Problem statement:
Report every line of the records below that contains the word "suit", copying each one in full.

Information provided:
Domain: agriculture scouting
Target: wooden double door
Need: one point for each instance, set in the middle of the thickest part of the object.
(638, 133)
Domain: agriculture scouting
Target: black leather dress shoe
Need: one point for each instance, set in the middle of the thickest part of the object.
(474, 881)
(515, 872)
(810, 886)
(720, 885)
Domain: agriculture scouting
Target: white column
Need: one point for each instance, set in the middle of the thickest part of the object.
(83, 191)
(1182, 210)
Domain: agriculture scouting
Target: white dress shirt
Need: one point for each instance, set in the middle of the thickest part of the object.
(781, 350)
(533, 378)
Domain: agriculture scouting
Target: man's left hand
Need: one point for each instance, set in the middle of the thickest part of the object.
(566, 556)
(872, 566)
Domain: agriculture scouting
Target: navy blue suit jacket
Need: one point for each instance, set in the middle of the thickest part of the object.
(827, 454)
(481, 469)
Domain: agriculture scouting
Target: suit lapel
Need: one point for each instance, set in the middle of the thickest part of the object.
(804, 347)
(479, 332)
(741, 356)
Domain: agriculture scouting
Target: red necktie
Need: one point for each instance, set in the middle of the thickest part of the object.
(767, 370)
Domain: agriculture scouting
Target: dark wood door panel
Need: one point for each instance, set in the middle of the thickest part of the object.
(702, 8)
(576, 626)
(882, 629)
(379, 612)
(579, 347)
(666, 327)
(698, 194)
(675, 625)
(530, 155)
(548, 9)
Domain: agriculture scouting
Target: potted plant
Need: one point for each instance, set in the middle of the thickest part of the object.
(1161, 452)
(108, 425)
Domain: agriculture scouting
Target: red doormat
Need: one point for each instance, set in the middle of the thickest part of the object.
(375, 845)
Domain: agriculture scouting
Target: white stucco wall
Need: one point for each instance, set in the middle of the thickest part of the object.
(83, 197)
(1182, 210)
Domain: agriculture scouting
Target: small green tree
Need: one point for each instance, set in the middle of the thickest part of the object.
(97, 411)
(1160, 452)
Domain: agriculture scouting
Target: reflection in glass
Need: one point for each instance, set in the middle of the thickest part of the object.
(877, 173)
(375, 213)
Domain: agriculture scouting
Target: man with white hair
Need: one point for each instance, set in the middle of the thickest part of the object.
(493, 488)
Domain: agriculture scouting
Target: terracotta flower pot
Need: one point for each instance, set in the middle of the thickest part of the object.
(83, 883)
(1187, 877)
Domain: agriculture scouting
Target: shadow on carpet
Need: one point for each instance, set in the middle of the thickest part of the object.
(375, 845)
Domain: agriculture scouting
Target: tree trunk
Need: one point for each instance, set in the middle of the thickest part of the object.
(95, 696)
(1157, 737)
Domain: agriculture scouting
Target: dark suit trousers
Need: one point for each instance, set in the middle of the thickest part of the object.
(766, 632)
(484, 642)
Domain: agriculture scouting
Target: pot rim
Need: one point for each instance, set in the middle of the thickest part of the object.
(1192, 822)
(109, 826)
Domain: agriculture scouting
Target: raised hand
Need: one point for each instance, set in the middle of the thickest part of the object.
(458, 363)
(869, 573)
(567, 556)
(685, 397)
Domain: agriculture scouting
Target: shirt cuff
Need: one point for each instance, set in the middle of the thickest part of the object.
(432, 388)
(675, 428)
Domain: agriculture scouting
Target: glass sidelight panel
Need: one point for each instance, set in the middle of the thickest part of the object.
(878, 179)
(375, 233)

Task solution:
Target: navy blue suit jacket
Target: suit lapel
Target: dark suit trousers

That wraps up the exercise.